Quoted passage:
= = = = =
Nick McWilliams reporting – Following advice from the Centers for Disease Control and Prevention and a discussion with Vice President Mike Pence, Ohio Governor Mike DeWine announced subtle changes to quarantine periods and a rough framework of vaccine distribution.

Chief Medical Officer for the Ohio Department of Health Dr. Bruce Vanderhoff says that the CDC is confident the two options will still be effective thanks to testing confidence, and help take away some of the burden quarantine periods place on residents.

“[The two options are] a 10-day option, which does not require testing, provided there are no symptoms. And a seven-day option with a negative test, again, provided there are no symptoms.”

The long-awaited plan for how the soon-to-be-released coronavirus vaccine was also discussed, with DeWine noting early numbers for how many doses are strictly projections.

Healthcare workers dealing with COVID cases directly will be within the first batch of distribution, with the general population, unsurprisingly, first receiving doses in “vulnerable” populations.
= = = = =
Data to examine:
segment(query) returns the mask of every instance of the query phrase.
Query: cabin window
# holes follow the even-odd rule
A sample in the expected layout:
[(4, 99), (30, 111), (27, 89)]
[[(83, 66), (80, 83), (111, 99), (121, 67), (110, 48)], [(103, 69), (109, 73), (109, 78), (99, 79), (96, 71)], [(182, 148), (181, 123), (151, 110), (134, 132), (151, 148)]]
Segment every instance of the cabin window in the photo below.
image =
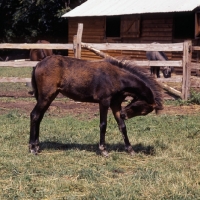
= = = = =
Resume the report on Ohio's quarantine changes and vaccine plan, starting right after its last sentence. The records have no connection to the text.

Answer space:
“This would include residents and staff at nursing homes, at assisted living facilities, at state psychiatric hospitals, people within intellectual disabilities and those with mental illness who live in group homes or centers and staff at those locations, residents, and staff at our two homes for Ohio veterans.”

Tentatively, on December 15th, Pfizer will distribute around 100,000 doses for hospitals and to Walgreens and CVS, which will be used for congregate care settings. One week later, over 200,000 doses from Moderna will be given to roughly 100 hospitals and 108 health departments for dosages to emergency medical and other healthcare professionals.

In the days to follow, around 350,000 combined doses from Moderna and Pfizer will be distributed.